---------- DATA ENTRIES

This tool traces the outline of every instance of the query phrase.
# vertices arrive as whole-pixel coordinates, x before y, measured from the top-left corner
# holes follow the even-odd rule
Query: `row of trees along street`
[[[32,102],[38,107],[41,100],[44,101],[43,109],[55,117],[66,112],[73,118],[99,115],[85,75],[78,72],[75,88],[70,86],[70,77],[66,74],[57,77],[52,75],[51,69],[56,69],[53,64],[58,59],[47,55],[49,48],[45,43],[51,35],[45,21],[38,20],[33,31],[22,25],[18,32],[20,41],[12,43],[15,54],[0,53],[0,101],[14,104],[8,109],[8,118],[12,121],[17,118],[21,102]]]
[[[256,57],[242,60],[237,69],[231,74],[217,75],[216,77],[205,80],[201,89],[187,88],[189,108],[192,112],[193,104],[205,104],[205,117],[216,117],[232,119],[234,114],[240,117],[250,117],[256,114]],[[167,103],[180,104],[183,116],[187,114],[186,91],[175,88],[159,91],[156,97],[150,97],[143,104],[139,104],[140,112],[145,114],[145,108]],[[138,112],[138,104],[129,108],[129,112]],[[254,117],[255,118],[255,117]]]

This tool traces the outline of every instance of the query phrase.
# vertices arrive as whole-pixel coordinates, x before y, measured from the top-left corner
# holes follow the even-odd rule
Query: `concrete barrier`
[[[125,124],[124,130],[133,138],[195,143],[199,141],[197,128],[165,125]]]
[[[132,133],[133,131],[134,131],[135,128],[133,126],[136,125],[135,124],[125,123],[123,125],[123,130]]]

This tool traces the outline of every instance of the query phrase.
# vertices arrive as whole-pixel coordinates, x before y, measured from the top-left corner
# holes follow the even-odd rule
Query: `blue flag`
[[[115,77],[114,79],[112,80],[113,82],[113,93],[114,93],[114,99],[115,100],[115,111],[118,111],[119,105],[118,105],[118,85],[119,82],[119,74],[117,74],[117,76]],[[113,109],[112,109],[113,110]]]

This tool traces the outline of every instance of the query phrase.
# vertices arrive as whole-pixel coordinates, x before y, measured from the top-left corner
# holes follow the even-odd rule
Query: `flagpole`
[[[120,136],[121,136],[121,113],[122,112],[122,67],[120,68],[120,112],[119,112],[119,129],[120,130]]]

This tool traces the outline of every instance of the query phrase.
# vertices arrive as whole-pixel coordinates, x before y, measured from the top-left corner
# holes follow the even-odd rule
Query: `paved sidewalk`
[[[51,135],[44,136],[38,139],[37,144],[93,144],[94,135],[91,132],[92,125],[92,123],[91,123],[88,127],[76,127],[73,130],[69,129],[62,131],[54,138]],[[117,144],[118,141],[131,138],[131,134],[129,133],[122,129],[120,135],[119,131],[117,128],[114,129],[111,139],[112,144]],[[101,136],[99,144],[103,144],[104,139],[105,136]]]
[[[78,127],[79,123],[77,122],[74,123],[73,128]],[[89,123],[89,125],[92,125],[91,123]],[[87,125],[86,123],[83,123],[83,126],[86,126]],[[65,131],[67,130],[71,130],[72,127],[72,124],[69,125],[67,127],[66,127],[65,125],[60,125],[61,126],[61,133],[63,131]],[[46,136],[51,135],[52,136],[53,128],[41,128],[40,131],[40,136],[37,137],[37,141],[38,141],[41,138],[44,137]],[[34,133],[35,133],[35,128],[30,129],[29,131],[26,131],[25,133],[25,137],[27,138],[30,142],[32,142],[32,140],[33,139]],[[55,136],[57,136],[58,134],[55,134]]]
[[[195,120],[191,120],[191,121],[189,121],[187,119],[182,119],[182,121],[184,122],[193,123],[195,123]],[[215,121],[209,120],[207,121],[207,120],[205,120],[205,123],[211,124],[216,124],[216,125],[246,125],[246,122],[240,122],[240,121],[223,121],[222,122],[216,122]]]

--------------------

DIRECTIONS >> Write out all of the items above again, swapping "whole-pixel coordinates" for "integer pixel coordinates" wherever it occurs and keeping everything else the same.

SOLUTION >>
This tool traces the outline of every instance of the query phrase.
# vertices arrive as integer pixel coordinates, x before y, measured from the top-left corner
# holes follow the even-odd rule
Query: `row of trees along street`
[[[32,102],[38,107],[41,100],[44,101],[43,109],[55,117],[66,112],[73,118],[99,115],[85,75],[78,72],[75,88],[70,86],[70,77],[66,74],[57,77],[52,75],[51,69],[56,69],[53,64],[58,59],[47,55],[49,48],[45,43],[51,35],[45,21],[38,20],[33,31],[22,25],[18,32],[20,41],[12,43],[15,54],[0,53],[0,101],[14,104],[8,109],[8,118],[12,121],[17,118],[21,102]]]
[[[256,57],[242,60],[237,69],[231,74],[217,75],[216,77],[205,80],[201,89],[187,88],[189,108],[192,112],[193,104],[205,104],[205,117],[216,117],[232,119],[234,114],[240,117],[250,117],[256,114]],[[167,103],[180,104],[183,116],[187,114],[186,91],[175,88],[159,91],[156,97],[150,97],[143,104],[139,104],[140,112],[145,114],[145,108]],[[138,112],[138,104],[129,108],[129,112]],[[254,117],[255,118],[255,117]]]

This tool traces the outline of every instance of the query phrase.
# vertices arrive as integer pixel coordinates, x before y, measured from the top-left corner
# holes follow the even-odd rule
Query: `concrete barrier`
[[[125,124],[124,130],[133,138],[195,143],[199,141],[197,128],[165,125]]]
[[[132,133],[133,131],[134,131],[135,128],[133,126],[136,125],[135,124],[125,123],[123,125],[123,130]]]

This tool traces the outline of every instance of the query phrase.
# vertices arrive as integer pixel coordinates, x before y, measured from the top-left corner
# holes follow the even-odd rule
Query: `blue flag`
[[[115,77],[114,79],[112,80],[113,82],[113,93],[114,93],[114,99],[115,100],[115,111],[118,111],[119,105],[118,105],[118,85],[119,82],[119,74],[117,74],[117,76]],[[113,109],[112,109],[113,110]]]

This tool traces the outline of every instance of the query phrase.
# vertices arrive as integer pixel coordinates, x before y, measured from the top-left corner
# holes follow the even-odd rule
Query: `flagpole`
[[[120,136],[121,136],[121,113],[122,112],[122,67],[120,68],[120,112],[119,112],[119,129],[120,130]]]

This tool traces the outline of every instance of the query phrase.
# vertices arrive as integer pixel coordinates, x before y, measured from the top-left corner
# holes follow the even-odd rule
Query: `paved sidewalk`
[[[51,135],[44,136],[38,139],[37,144],[93,144],[94,135],[91,132],[92,125],[92,123],[91,123],[88,127],[76,127],[73,130],[69,129],[62,131],[54,138]],[[117,144],[118,141],[131,138],[131,134],[129,133],[122,129],[120,135],[119,131],[117,128],[114,129],[111,139],[112,144]],[[101,136],[99,144],[103,144],[104,139],[105,136]]]
[[[78,127],[79,123],[77,122],[74,123],[73,128]],[[89,123],[89,125],[92,125],[91,123]],[[87,125],[86,123],[83,123],[83,126],[86,126]],[[65,131],[67,130],[71,130],[72,127],[72,124],[69,125],[67,127],[66,127],[65,125],[60,125],[61,126],[61,133],[63,131]],[[46,136],[51,135],[52,136],[53,128],[41,128],[40,131],[40,136],[37,137],[37,141],[38,141],[41,138],[44,137]],[[34,133],[35,133],[35,128],[30,129],[29,131],[26,131],[25,133],[25,137],[27,138],[30,142],[32,142],[32,140],[33,139]],[[55,136],[57,136],[58,134],[55,134]]]
[[[195,120],[191,120],[191,121],[189,121],[187,119],[182,119],[182,121],[184,122],[193,123],[195,123]],[[215,121],[209,120],[207,121],[207,120],[205,120],[205,123],[211,124],[216,124],[216,125],[246,125],[246,122],[240,122],[240,121],[223,121],[222,122],[216,122]]]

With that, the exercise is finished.